**GIVEN EXERCISE**.
Can you put everything in the entries below, from the line containing "(format x=384, y=455)" down to the line containing "x=856, y=357", both ends included, into a numbered list with blank lines left out?

**PROVIDED RECORDS**.
++++++
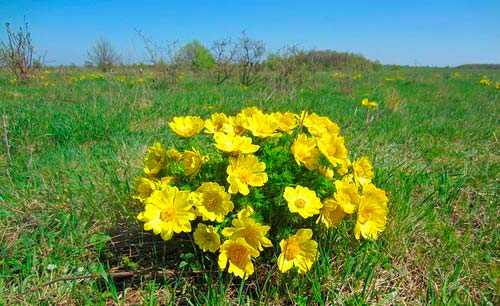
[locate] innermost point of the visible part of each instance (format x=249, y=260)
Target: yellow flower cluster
x=231, y=197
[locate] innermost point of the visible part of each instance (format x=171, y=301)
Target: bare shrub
x=249, y=55
x=102, y=55
x=17, y=53
x=223, y=53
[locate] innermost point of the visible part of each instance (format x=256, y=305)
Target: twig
x=6, y=143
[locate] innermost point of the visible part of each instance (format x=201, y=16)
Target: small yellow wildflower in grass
x=207, y=238
x=331, y=214
x=320, y=125
x=215, y=123
x=155, y=159
x=305, y=152
x=145, y=187
x=303, y=201
x=299, y=251
x=366, y=102
x=347, y=196
x=244, y=171
x=215, y=202
x=372, y=213
x=262, y=125
x=362, y=170
x=287, y=121
x=247, y=228
x=234, y=144
x=333, y=148
x=191, y=162
x=167, y=212
x=239, y=255
x=485, y=81
x=187, y=126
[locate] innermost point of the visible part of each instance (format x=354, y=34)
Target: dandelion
x=247, y=228
x=234, y=144
x=167, y=212
x=299, y=251
x=207, y=238
x=372, y=213
x=367, y=103
x=303, y=201
x=215, y=202
x=305, y=152
x=239, y=255
x=244, y=171
x=331, y=214
x=187, y=126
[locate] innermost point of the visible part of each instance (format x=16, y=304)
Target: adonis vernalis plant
x=244, y=183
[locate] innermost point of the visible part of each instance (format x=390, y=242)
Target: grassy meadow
x=76, y=145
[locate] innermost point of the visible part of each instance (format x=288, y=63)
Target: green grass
x=77, y=147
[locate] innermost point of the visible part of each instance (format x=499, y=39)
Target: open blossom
x=305, y=152
x=372, y=213
x=303, y=201
x=247, y=228
x=368, y=103
x=244, y=171
x=234, y=144
x=214, y=203
x=299, y=251
x=168, y=212
x=239, y=255
x=187, y=126
x=207, y=238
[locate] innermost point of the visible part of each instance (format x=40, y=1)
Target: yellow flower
x=215, y=202
x=372, y=213
x=262, y=125
x=485, y=82
x=319, y=125
x=187, y=126
x=167, y=212
x=206, y=238
x=215, y=123
x=239, y=254
x=303, y=201
x=145, y=187
x=287, y=121
x=234, y=144
x=331, y=214
x=191, y=161
x=244, y=171
x=333, y=148
x=362, y=170
x=365, y=102
x=247, y=228
x=347, y=196
x=305, y=152
x=299, y=251
x=155, y=159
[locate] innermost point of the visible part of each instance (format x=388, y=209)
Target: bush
x=255, y=181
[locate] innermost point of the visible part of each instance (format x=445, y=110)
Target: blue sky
x=434, y=33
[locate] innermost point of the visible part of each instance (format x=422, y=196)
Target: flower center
x=168, y=214
x=300, y=203
x=292, y=250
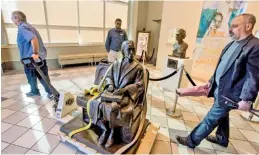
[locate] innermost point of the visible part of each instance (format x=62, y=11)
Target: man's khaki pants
x=114, y=55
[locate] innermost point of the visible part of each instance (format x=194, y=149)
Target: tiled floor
x=28, y=125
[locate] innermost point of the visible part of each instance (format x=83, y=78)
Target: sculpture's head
x=128, y=49
x=180, y=34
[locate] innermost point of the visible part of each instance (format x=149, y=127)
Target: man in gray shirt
x=114, y=40
x=236, y=77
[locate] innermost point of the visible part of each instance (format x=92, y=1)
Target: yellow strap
x=88, y=113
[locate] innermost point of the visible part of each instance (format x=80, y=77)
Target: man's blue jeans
x=32, y=75
x=218, y=116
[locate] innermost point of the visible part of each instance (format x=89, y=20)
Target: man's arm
x=35, y=45
x=108, y=42
x=251, y=86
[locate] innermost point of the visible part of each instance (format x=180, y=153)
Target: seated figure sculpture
x=180, y=47
x=120, y=102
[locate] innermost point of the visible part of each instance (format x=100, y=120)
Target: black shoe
x=183, y=141
x=215, y=140
x=102, y=138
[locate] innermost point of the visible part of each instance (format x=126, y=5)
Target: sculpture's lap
x=90, y=137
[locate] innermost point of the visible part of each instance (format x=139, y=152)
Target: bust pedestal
x=178, y=80
x=170, y=65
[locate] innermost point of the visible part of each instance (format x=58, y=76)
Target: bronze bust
x=119, y=105
x=180, y=47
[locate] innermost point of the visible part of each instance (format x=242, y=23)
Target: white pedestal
x=170, y=65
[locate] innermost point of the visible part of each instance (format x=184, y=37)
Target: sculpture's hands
x=119, y=91
x=110, y=88
x=202, y=90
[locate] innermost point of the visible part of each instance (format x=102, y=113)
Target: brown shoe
x=183, y=141
x=215, y=140
x=102, y=138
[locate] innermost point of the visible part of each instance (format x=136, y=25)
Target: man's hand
x=244, y=106
x=110, y=88
x=119, y=91
x=35, y=56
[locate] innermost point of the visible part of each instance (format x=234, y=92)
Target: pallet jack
x=64, y=102
x=65, y=105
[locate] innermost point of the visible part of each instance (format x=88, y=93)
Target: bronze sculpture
x=121, y=99
x=180, y=47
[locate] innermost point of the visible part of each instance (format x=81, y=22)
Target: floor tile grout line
x=35, y=130
x=25, y=127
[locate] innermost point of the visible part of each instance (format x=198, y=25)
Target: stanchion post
x=174, y=112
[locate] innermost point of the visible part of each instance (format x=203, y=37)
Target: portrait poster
x=142, y=42
x=171, y=36
x=216, y=17
x=213, y=35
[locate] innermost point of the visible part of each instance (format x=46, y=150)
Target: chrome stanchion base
x=173, y=113
x=250, y=117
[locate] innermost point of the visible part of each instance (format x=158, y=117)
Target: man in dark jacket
x=236, y=77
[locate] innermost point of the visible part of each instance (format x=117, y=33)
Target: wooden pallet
x=144, y=148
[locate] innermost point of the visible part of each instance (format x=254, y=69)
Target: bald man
x=236, y=77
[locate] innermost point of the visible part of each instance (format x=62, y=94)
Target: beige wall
x=154, y=12
x=142, y=15
x=12, y=54
x=184, y=15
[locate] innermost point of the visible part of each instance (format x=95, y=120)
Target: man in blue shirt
x=30, y=45
x=236, y=77
x=114, y=40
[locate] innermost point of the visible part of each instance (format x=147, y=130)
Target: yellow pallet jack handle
x=93, y=91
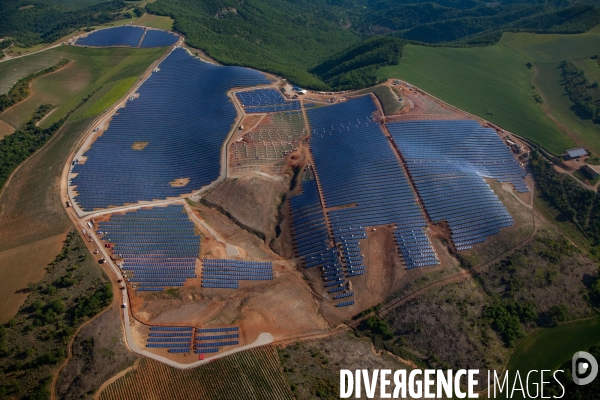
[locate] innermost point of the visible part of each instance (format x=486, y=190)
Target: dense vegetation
x=21, y=89
x=584, y=94
x=282, y=37
x=44, y=21
x=296, y=39
x=34, y=341
x=547, y=282
x=357, y=66
x=576, y=203
x=22, y=143
x=571, y=390
x=444, y=21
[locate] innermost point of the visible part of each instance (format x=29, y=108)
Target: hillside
x=496, y=83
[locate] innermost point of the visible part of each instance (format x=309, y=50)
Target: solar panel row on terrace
x=159, y=246
x=182, y=115
x=226, y=274
x=357, y=168
x=311, y=236
x=171, y=339
x=130, y=36
x=265, y=100
x=448, y=161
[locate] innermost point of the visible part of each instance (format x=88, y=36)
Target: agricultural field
x=91, y=70
x=549, y=348
x=33, y=223
x=33, y=342
x=252, y=374
x=558, y=106
x=155, y=21
x=495, y=83
x=491, y=82
x=13, y=70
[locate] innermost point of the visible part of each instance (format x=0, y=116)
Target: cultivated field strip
x=252, y=374
x=182, y=116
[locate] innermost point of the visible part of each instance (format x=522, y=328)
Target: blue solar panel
x=266, y=100
x=184, y=115
x=119, y=36
x=358, y=169
x=226, y=274
x=149, y=235
x=447, y=161
x=158, y=38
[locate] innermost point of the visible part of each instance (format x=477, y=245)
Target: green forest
x=45, y=21
x=575, y=202
x=32, y=343
x=585, y=95
x=304, y=40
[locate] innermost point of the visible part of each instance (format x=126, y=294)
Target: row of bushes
x=584, y=94
x=21, y=90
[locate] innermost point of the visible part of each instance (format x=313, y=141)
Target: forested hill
x=307, y=40
x=41, y=21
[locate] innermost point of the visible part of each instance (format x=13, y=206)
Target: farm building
x=576, y=153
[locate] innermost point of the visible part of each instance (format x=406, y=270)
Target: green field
x=33, y=221
x=155, y=21
x=554, y=48
x=91, y=69
x=548, y=348
x=558, y=105
x=494, y=83
x=491, y=82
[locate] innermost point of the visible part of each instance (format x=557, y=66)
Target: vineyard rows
x=251, y=374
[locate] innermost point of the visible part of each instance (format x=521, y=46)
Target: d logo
x=587, y=362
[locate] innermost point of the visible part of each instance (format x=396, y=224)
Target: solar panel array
x=312, y=240
x=158, y=245
x=159, y=38
x=265, y=100
x=183, y=115
x=447, y=161
x=128, y=35
x=205, y=334
x=226, y=274
x=357, y=168
x=176, y=339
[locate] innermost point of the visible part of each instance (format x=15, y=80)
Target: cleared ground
x=99, y=352
x=312, y=367
x=283, y=307
x=252, y=374
x=252, y=201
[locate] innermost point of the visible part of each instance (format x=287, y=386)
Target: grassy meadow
x=155, y=21
x=90, y=69
x=32, y=219
x=548, y=348
x=495, y=83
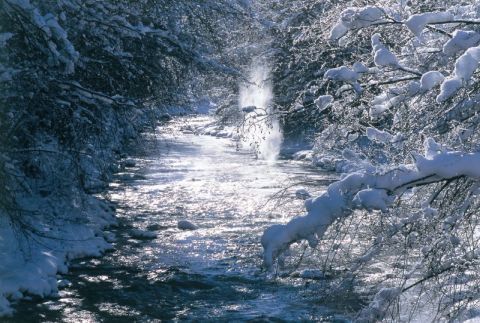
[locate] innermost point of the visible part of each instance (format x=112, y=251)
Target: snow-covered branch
x=368, y=191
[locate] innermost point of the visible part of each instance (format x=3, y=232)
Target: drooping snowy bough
x=368, y=191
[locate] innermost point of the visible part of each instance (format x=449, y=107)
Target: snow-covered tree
x=402, y=124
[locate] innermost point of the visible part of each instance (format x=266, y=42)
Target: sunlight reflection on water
x=212, y=273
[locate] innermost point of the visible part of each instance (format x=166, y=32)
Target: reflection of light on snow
x=261, y=129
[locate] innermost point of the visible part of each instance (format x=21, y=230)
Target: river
x=213, y=273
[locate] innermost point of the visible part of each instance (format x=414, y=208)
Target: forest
x=266, y=160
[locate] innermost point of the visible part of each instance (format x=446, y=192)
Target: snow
x=302, y=194
x=355, y=18
x=416, y=23
x=382, y=56
x=373, y=199
x=430, y=79
x=465, y=66
x=323, y=102
x=360, y=68
x=36, y=274
x=4, y=37
x=461, y=40
x=377, y=308
x=378, y=135
x=344, y=74
x=142, y=234
x=186, y=225
x=366, y=190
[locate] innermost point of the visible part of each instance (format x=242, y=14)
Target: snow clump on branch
x=355, y=18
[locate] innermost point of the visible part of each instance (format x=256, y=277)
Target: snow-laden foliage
x=79, y=80
x=396, y=87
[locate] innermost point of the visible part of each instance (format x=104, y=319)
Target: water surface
x=213, y=273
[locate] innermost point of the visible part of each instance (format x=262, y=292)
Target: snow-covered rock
x=355, y=18
x=461, y=40
x=186, y=225
x=416, y=23
x=142, y=234
x=430, y=79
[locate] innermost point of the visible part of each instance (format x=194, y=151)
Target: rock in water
x=186, y=225
x=142, y=234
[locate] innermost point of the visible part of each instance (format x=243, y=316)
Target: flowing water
x=213, y=273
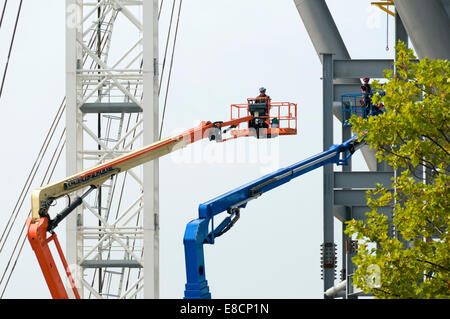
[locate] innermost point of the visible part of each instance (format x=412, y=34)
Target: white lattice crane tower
x=112, y=106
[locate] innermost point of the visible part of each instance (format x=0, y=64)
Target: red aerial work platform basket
x=279, y=118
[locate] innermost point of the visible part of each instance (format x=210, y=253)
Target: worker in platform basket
x=264, y=98
x=366, y=89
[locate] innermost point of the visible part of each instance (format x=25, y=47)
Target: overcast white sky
x=226, y=51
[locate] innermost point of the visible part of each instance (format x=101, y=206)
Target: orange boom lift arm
x=40, y=224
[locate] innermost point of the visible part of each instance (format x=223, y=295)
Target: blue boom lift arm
x=197, y=231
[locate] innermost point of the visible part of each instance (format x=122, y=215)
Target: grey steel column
x=328, y=261
x=427, y=24
x=321, y=28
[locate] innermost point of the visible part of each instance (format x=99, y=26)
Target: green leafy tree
x=411, y=250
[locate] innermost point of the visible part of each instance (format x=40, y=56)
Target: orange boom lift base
x=40, y=224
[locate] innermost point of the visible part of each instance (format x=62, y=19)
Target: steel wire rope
x=10, y=47
x=166, y=48
x=32, y=175
x=170, y=70
x=3, y=13
x=59, y=147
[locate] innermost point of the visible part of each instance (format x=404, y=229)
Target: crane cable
x=41, y=155
x=3, y=13
x=6, y=232
x=56, y=154
x=11, y=45
x=170, y=70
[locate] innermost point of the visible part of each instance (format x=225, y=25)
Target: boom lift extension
x=41, y=199
x=197, y=231
x=40, y=222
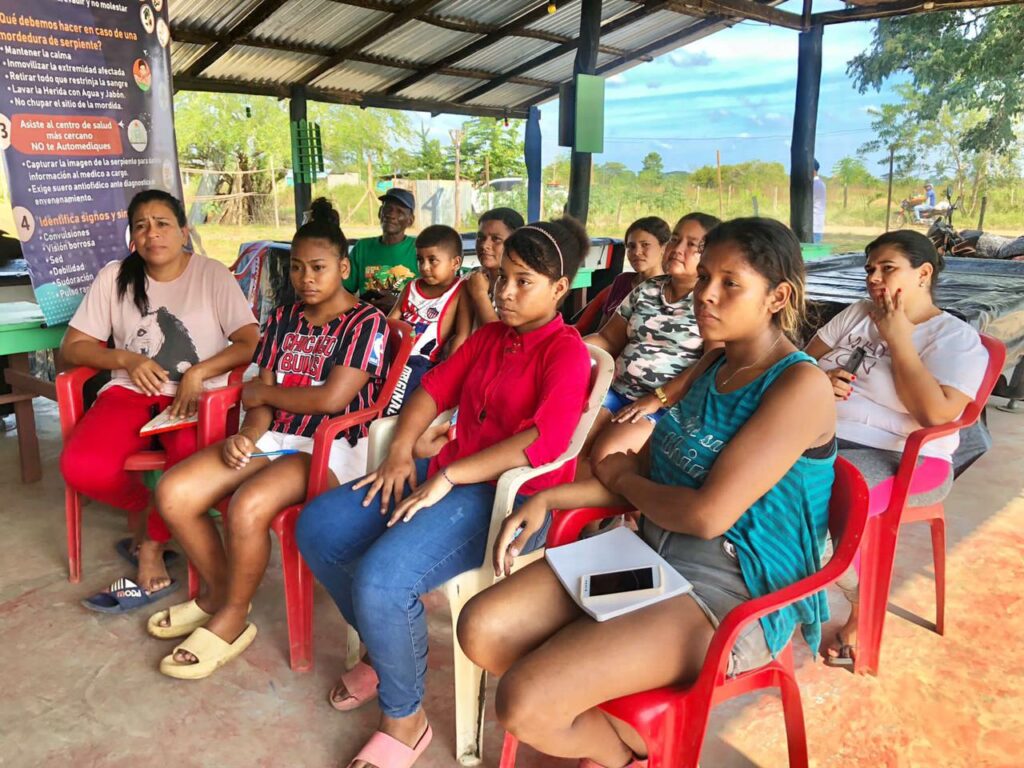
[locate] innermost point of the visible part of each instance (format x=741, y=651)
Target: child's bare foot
x=153, y=573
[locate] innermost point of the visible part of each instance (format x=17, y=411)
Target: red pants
x=93, y=458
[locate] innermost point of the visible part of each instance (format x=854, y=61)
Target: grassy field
x=221, y=242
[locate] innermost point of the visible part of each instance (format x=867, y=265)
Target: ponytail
x=132, y=274
x=324, y=223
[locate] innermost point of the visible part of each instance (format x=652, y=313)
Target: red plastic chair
x=879, y=549
x=71, y=407
x=673, y=720
x=298, y=579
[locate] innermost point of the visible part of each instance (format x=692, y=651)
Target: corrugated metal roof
x=184, y=55
x=416, y=41
x=439, y=86
x=506, y=53
x=655, y=27
x=508, y=95
x=262, y=59
x=318, y=23
x=214, y=17
x=495, y=13
x=262, y=66
x=358, y=77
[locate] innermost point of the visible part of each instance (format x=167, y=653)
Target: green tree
x=233, y=134
x=969, y=61
x=487, y=141
x=652, y=167
x=352, y=136
x=849, y=171
x=429, y=158
x=936, y=147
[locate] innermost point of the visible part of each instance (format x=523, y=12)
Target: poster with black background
x=86, y=121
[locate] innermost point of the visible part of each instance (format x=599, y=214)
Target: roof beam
x=467, y=50
x=900, y=8
x=382, y=100
x=463, y=25
x=624, y=20
x=408, y=13
x=198, y=37
x=691, y=33
x=252, y=19
x=749, y=9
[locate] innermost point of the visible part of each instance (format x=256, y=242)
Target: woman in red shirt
x=520, y=386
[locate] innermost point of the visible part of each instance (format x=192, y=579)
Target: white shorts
x=346, y=462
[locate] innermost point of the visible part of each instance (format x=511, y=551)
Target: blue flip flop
x=126, y=549
x=124, y=596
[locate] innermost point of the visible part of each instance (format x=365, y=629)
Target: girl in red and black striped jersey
x=324, y=356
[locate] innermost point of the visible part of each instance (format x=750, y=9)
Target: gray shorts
x=712, y=566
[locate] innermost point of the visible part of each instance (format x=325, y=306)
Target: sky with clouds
x=731, y=91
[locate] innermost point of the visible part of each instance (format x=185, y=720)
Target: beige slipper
x=211, y=651
x=184, y=620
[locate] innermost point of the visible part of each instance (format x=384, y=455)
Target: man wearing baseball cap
x=393, y=248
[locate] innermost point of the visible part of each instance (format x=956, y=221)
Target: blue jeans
x=377, y=574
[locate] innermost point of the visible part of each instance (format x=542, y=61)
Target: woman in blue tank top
x=733, y=491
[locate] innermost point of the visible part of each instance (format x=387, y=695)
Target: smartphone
x=640, y=582
x=856, y=357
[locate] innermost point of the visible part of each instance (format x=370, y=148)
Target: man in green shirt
x=374, y=258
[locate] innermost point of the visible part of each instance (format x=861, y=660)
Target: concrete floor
x=82, y=689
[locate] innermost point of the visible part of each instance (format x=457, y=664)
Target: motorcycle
x=906, y=215
x=972, y=243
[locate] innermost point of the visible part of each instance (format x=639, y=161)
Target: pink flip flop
x=360, y=682
x=386, y=752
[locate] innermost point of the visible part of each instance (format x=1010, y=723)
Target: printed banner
x=86, y=121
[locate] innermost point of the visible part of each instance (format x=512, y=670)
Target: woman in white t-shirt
x=179, y=324
x=920, y=367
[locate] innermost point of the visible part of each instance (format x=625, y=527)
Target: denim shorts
x=712, y=566
x=615, y=402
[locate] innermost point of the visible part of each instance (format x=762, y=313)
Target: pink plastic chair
x=879, y=549
x=298, y=579
x=673, y=721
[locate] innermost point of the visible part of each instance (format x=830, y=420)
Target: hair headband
x=549, y=236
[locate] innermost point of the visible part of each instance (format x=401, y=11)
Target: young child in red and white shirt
x=434, y=305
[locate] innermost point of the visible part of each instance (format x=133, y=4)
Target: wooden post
x=303, y=190
x=457, y=136
x=273, y=193
x=486, y=180
x=889, y=200
x=581, y=163
x=718, y=163
x=370, y=192
x=805, y=118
++++++
**EXERCISE OUTPUT**.
1. [locate] innermost point of the visible part of each instance (format x=384, y=455)
2. Target: man wearing baseball cap
3. x=393, y=248
4. [locate] innermost point of the visible part of each instance (format x=956, y=221)
5. Target: blue jeans
6. x=377, y=574
7. [locate] innermost point of the visible part of each instance (format x=542, y=61)
8. Target: woman in blue tank top
9. x=733, y=491
10. [locate] innermost point of the visible part of each instance (format x=387, y=695)
11. Target: smartphone
12. x=640, y=582
13. x=856, y=357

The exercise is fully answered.